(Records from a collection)
= = =

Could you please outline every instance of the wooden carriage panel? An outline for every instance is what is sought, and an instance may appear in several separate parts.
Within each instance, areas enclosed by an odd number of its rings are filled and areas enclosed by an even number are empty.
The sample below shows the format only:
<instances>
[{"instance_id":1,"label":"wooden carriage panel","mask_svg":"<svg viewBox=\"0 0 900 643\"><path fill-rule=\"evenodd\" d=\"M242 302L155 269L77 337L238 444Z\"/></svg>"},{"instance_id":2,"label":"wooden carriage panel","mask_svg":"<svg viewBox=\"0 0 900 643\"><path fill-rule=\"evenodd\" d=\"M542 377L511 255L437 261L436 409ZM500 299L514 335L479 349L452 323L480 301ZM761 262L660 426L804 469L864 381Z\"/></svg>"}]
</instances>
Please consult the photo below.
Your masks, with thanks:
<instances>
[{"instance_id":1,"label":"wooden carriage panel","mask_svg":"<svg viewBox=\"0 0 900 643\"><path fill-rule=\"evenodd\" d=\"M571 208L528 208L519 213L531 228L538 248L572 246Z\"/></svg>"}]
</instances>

= = =

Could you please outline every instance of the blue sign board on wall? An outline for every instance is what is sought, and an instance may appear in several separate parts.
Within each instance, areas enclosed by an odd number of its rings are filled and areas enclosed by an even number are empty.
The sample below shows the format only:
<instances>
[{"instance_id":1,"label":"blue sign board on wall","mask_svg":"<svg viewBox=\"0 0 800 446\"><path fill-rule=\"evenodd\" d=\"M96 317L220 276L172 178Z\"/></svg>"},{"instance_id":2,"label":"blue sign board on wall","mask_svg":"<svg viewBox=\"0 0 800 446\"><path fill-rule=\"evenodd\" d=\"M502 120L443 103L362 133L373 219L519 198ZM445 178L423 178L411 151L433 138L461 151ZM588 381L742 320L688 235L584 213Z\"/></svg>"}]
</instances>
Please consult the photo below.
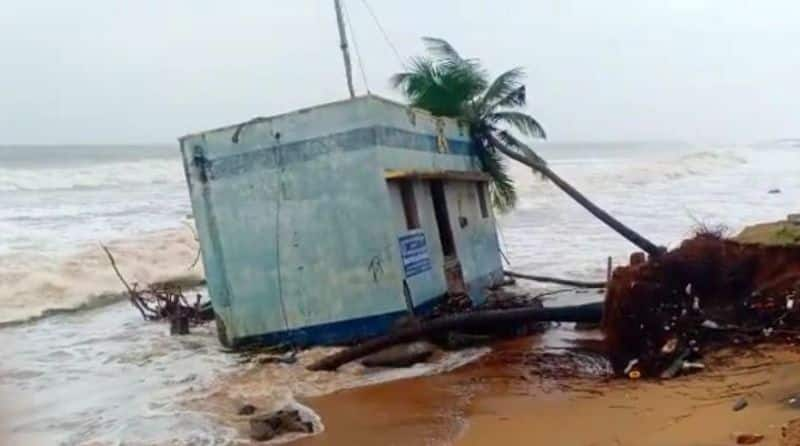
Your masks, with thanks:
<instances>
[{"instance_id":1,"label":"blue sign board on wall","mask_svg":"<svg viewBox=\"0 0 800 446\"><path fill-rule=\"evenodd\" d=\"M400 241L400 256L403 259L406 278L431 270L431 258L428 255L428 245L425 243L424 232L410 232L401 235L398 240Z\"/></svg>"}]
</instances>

= = =

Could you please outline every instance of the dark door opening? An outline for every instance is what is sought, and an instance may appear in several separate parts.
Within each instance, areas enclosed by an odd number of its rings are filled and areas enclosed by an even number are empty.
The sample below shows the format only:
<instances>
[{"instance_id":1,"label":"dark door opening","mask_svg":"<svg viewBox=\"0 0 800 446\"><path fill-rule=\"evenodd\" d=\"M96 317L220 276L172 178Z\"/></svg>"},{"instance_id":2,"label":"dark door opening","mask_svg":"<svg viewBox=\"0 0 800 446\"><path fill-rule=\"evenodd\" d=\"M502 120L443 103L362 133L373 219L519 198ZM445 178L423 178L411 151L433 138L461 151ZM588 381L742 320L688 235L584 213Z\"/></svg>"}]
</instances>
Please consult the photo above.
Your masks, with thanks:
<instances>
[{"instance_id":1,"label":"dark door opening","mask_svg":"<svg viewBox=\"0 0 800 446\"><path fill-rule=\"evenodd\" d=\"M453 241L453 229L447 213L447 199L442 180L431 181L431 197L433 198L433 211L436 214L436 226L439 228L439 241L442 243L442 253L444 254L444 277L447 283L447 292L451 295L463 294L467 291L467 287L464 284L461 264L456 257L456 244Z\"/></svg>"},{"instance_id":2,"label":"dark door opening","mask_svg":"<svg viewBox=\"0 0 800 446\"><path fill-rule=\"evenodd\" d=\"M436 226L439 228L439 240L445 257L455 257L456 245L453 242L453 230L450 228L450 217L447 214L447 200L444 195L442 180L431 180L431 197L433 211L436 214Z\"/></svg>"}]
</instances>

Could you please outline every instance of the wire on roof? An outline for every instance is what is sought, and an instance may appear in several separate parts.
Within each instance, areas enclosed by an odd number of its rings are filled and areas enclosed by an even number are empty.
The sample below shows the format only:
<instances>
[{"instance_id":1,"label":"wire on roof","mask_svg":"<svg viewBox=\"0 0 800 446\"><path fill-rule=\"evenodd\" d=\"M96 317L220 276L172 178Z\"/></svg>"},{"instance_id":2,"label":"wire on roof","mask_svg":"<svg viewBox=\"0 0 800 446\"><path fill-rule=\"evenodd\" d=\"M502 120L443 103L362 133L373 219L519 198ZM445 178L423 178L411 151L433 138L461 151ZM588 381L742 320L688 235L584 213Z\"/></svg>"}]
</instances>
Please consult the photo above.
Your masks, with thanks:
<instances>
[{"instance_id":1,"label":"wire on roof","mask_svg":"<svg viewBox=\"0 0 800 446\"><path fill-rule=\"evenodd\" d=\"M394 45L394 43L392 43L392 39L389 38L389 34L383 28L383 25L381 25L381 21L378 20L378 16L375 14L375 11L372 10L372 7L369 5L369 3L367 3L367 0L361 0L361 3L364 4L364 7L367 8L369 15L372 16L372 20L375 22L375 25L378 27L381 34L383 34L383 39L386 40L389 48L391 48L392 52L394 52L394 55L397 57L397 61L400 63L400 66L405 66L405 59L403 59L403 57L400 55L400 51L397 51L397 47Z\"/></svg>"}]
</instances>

= = =

- _Aim of the task_: Please report every line in the entries above that holds the string "parts".

- _Written answer_:
Could you please outline every instance of the wooden carriage panel? An outline for every instance is what is sought, and an instance may appear in several separate parts.
Could you please outline every instance of the blue sign board on wall? An outline for every instance is what is sought, and an instance may appear in several separate parts.
Could you please outline every instance of the dark door opening? An outline for every instance is what is sought, and an instance may appear in several separate parts.
Could you please outline every instance of the wire on roof? An outline for every instance is what is sought, and an instance may appear in several separate parts.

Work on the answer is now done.